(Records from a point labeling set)
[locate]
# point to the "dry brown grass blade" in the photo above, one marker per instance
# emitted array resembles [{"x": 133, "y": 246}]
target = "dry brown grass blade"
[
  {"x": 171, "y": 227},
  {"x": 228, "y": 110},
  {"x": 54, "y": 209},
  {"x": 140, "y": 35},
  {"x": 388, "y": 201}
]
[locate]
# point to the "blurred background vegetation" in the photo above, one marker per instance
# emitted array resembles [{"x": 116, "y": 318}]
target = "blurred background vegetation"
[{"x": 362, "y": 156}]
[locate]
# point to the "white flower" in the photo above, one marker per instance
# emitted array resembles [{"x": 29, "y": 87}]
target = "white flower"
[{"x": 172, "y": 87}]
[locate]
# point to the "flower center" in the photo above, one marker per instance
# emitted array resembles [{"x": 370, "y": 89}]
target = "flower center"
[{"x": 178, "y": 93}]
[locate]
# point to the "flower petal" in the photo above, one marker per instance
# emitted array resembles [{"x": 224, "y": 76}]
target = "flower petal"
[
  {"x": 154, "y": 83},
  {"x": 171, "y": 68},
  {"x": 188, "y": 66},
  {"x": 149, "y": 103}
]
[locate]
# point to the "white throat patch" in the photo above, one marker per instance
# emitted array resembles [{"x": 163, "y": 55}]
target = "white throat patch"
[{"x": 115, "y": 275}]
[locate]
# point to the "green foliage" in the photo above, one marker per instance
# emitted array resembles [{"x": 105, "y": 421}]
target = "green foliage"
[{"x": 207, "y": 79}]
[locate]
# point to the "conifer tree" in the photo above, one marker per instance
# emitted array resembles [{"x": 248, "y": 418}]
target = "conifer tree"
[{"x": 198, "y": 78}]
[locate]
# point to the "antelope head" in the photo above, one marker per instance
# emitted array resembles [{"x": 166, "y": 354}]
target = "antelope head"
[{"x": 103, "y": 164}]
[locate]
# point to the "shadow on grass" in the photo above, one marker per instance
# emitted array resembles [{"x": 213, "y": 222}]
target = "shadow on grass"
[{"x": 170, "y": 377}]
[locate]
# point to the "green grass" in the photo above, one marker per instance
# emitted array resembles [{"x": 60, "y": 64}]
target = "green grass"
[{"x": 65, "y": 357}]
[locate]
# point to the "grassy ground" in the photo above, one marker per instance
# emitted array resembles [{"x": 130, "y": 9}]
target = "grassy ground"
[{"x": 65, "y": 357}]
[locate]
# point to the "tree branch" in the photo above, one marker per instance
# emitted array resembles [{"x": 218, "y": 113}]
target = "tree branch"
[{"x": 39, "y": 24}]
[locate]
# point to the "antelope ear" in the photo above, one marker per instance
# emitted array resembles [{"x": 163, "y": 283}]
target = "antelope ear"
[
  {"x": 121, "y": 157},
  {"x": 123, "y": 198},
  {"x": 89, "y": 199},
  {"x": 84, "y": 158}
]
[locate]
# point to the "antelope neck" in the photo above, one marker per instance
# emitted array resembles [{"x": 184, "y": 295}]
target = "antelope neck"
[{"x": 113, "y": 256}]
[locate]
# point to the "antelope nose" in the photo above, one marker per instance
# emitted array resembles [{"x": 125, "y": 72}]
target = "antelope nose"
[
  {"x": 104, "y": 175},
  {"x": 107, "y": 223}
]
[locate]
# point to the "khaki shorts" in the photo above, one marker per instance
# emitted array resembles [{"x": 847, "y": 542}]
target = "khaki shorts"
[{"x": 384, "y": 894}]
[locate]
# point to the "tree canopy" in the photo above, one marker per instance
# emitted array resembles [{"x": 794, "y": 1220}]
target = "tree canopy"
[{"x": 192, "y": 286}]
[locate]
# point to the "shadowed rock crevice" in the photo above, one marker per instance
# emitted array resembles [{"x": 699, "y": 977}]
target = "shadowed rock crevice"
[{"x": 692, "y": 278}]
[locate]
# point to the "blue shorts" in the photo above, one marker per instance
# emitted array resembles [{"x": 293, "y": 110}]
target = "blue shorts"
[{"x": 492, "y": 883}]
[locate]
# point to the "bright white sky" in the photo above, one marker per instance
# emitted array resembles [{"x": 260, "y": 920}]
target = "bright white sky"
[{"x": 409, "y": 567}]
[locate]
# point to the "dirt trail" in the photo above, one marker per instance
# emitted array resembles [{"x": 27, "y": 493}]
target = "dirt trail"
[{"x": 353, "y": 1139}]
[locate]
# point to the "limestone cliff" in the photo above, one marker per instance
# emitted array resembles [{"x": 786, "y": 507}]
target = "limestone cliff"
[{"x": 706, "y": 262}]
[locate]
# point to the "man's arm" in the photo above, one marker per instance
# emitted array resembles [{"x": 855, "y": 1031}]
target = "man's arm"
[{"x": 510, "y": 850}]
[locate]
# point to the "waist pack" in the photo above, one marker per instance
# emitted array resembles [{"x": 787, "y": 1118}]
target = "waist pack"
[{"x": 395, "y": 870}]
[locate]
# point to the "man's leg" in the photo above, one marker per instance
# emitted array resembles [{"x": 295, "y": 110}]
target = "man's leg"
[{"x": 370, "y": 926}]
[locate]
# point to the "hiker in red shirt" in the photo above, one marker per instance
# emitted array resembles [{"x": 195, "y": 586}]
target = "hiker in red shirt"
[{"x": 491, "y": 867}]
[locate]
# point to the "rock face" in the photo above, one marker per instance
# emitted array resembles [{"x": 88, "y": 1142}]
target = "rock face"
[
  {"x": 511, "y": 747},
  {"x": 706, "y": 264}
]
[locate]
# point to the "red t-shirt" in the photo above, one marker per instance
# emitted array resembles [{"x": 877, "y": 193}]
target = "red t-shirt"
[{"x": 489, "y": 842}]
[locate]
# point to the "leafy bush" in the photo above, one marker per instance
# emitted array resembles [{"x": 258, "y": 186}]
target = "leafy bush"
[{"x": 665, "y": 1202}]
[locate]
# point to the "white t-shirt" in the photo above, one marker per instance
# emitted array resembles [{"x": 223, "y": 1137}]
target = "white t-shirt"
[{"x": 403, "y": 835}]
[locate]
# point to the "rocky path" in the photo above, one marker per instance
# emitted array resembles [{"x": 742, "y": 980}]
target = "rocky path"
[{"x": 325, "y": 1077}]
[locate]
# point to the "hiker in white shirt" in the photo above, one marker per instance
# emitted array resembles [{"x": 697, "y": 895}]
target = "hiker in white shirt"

Problem to work on: Count the lines of the listing above that contain the string "blade". Give only the number.

Output for this exercise: 2